#### PROBLEM TO SOLVE:
Start at the line that contains "Query: wooden railing post". Repeat it and each line after it, exactly, up to and including the final line of the data.

═══ RECORDS SUPPLIED

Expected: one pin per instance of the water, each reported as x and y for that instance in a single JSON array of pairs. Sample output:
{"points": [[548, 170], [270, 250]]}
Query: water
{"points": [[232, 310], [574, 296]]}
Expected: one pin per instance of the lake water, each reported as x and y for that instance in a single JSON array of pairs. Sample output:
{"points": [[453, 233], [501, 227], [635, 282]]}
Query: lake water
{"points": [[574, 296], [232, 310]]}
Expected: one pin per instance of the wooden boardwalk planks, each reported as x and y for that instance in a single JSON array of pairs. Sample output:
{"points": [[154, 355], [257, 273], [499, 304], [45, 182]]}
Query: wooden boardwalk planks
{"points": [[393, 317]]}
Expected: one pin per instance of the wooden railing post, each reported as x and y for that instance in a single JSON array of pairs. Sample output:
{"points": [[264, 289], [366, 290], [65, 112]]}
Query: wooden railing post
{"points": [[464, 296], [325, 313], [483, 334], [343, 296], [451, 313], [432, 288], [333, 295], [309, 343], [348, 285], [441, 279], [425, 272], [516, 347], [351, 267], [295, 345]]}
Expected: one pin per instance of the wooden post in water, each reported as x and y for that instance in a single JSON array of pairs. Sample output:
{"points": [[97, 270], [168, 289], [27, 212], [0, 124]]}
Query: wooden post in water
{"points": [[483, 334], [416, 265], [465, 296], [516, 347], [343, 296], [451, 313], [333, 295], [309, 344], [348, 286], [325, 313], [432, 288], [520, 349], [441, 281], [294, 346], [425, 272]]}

══════

#### EXERCISE SOLUTION:
Query: wooden railing post
{"points": [[464, 296], [325, 313], [483, 334], [343, 296], [451, 313], [432, 288], [333, 295], [309, 343], [348, 285], [441, 279], [425, 272], [516, 347], [351, 267], [295, 345]]}
Expected: one pin per instance of the wooden post in water, each reported as x and y for that instance in a single JSON array of pairs. Sample output:
{"points": [[97, 270], [168, 289], [27, 212], [0, 124]]}
Query: wooden post in water
{"points": [[483, 334], [416, 265], [465, 296], [516, 347], [343, 296], [451, 313], [333, 295], [309, 344], [348, 286], [325, 313], [432, 288], [520, 349], [441, 281], [294, 346], [425, 272]]}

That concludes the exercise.